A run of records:

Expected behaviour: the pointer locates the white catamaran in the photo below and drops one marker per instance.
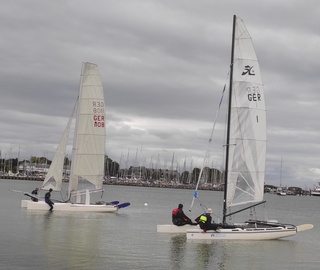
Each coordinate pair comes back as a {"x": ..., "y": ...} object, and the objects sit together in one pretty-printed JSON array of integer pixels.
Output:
[
  {"x": 245, "y": 148},
  {"x": 88, "y": 154}
]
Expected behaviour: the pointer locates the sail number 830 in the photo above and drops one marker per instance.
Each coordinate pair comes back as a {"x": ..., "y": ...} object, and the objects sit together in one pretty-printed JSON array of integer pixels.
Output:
[{"x": 253, "y": 93}]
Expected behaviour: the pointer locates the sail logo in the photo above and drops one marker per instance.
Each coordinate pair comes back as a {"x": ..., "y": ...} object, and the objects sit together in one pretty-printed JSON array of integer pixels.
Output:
[
  {"x": 248, "y": 70},
  {"x": 98, "y": 121}
]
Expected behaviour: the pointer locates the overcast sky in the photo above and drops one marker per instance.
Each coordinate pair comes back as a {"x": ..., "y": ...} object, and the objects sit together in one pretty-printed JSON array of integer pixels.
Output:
[{"x": 163, "y": 66}]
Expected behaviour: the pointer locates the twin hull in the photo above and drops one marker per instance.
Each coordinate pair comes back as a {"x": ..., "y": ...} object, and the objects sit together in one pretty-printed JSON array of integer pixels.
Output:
[
  {"x": 243, "y": 234},
  {"x": 170, "y": 228},
  {"x": 70, "y": 207}
]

- What to work on -
Lay out every line of the records above as a JSON list of strings, one string per line, with blank lines dropped. Leave the pictures out.

- Solution to the problem -
[
  "Expected behaviour: the pointer locates the white catamaran in the photo below and drops one marker per instance.",
  "Each coordinate pair comes back as a {\"x\": ..., \"y\": ...} object, and the objects sit together in one pretty-printed JSON array of integer pixels.",
  "Output:",
  "[",
  "  {\"x\": 245, \"y\": 148},",
  "  {\"x\": 88, \"y\": 154}",
  "]",
  "Expected behaviour: the pointer locates the sail number 830 in the photo above and drops one marker per instance.",
  "Each coordinate pair comes back as a {\"x\": ..., \"y\": ...} object, and the objects sit together in one pretty-printed JSON array of integer pixels.",
  "Output:",
  "[{\"x\": 253, \"y\": 93}]",
  "Expected behaviour: the pointer locates the sail logo in the photo above and drops one marker per instance.",
  "Each coordinate pair comes back as a {\"x\": ..., \"y\": ...} object, and the objects sit together in one pretty-printed JSON array of integer pixels.",
  "Output:",
  "[",
  "  {\"x\": 248, \"y\": 70},",
  "  {\"x\": 98, \"y\": 121}",
  "]",
  "Expected behaviour: the pointer locates the overcast sky in the photo above and drops one marker per instance.",
  "Each coordinate pair comes back as a {\"x\": ..., \"y\": ...} object, and the objects sit together in one pretty-printed JSON array of integer pixels.",
  "Output:",
  "[{\"x\": 163, \"y\": 66}]",
  "Expected behaviour: the pointer locates the twin hull in the photo above and drops one marker per instance.",
  "Each coordinate pair comes back as a {\"x\": ..., \"y\": ...} object, and the objects sit together in one pretty-printed JSON array of integer pixels.",
  "Output:",
  "[",
  "  {\"x\": 243, \"y\": 234},",
  "  {\"x\": 170, \"y\": 228},",
  "  {\"x\": 70, \"y\": 207}",
  "]"
]